-- Directions --
Rewrite the listing below as a numbered list, leaving out any blank lines.

-- Material for the task --

******

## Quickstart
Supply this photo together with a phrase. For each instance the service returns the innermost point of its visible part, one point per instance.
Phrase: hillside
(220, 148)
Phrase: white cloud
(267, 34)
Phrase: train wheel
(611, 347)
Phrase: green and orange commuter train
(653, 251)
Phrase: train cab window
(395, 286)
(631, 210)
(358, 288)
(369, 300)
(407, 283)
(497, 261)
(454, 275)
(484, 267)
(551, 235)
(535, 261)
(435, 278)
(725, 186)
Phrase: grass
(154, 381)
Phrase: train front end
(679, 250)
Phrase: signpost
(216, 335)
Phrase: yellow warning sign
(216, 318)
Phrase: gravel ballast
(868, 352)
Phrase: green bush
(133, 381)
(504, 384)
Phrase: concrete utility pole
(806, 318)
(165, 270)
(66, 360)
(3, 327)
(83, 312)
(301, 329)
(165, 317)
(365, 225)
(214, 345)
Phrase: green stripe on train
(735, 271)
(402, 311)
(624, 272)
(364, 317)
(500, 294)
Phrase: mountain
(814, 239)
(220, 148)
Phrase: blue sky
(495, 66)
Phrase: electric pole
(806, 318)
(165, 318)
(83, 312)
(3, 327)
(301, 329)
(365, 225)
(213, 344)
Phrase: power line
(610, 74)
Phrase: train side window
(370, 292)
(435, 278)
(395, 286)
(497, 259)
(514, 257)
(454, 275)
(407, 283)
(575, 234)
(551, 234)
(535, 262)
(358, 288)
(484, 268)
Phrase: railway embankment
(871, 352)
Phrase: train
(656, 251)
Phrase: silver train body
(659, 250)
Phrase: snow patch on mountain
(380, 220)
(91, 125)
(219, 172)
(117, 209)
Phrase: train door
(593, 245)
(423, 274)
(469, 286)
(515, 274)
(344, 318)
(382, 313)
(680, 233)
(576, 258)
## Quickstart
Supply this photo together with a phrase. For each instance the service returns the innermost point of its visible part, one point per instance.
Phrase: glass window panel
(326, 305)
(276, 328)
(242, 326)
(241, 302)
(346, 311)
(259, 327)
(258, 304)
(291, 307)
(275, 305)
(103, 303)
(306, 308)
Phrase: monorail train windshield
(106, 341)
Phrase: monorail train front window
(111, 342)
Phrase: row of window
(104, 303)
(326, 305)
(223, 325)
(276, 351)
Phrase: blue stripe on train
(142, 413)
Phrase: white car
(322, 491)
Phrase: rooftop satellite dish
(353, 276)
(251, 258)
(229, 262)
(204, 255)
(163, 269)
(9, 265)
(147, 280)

******

-- Solution to the exercise --
1. ## Quickstart
2. Supply this photo together with a phrase. For each instance the service returns the innermost point of its visible part, one point per instance.
3. Phrase: hillside
4. (220, 148)
5. Phrase: white cloud
6. (267, 34)
7. Phrase: train wheel
8. (611, 347)
9. Phrase: green and orange commuter train
10. (653, 251)
11. Phrase: train cab window
12. (395, 286)
13. (631, 210)
14. (358, 288)
15. (369, 300)
16. (407, 283)
17. (497, 261)
18. (454, 275)
19. (484, 267)
20. (551, 235)
21. (535, 261)
22. (435, 278)
23. (725, 186)
24. Phrase: grass
25. (154, 381)
26. Phrase: train front end
27. (679, 250)
28. Phrase: signpost
29. (216, 335)
30. Phrase: yellow warning sign
31. (216, 318)
32. Phrase: gravel ballast
33. (868, 352)
34. Phrase: green bush
35. (133, 381)
36. (504, 384)
37. Phrase: concrete utility pole
38. (806, 318)
39. (165, 270)
40. (66, 360)
41. (3, 327)
42. (83, 312)
43. (301, 329)
44. (165, 317)
45. (365, 225)
46. (214, 345)
47. Phrase: green stripe on train
48. (735, 271)
49. (402, 311)
50. (624, 272)
51. (364, 317)
52. (500, 294)
53. Phrase: mountain
54. (814, 239)
55. (220, 148)
56. Phrase: blue sky
57. (495, 66)
58. Phrase: electric pole
59. (806, 318)
60. (165, 318)
61. (83, 312)
62. (3, 327)
63. (301, 329)
64. (365, 225)
65. (213, 344)
66. Phrase: power line
67. (610, 74)
68. Phrase: train side window
69. (370, 292)
70. (435, 278)
71. (395, 286)
72. (497, 259)
73. (514, 257)
74. (454, 275)
75. (407, 283)
76. (575, 234)
77. (551, 234)
78. (535, 262)
79. (358, 288)
80. (484, 268)
81. Phrase: railway embankment
82. (871, 352)
83. Phrase: train
84. (656, 251)
85. Phrase: silver train body
86. (659, 250)
87. Phrase: snow patch on mountain
88. (380, 220)
89. (91, 125)
90. (219, 172)
91. (117, 209)
92. Phrase: train door
93. (593, 245)
94. (423, 274)
95. (469, 286)
96. (515, 274)
97. (344, 318)
98. (382, 313)
99. (680, 233)
100. (576, 258)
101. ## Quickstart
102. Supply this photo together with a phrase. For each instance the service returns the innermost point of its visible part, one point per instance.
103. Phrase: glass window panel
104. (326, 305)
105. (276, 328)
106. (242, 326)
107. (241, 302)
108. (346, 311)
109. (259, 327)
110. (258, 304)
111. (291, 307)
112. (275, 305)
113. (103, 303)
114. (306, 308)
115. Phrase: monorail train windshield
116. (106, 341)
117. Phrase: monorail train front window
118. (111, 342)
119. Phrase: row of window
120. (104, 303)
121. (326, 305)
122. (223, 325)
123. (276, 351)
124. Phrase: blue stripe on train
125. (142, 413)
126. Phrase: white car
127. (322, 491)
128. Phrase: rooftop satellite dish
129. (353, 276)
130. (251, 258)
131. (229, 262)
132. (204, 255)
133. (163, 269)
134. (9, 265)
135. (147, 280)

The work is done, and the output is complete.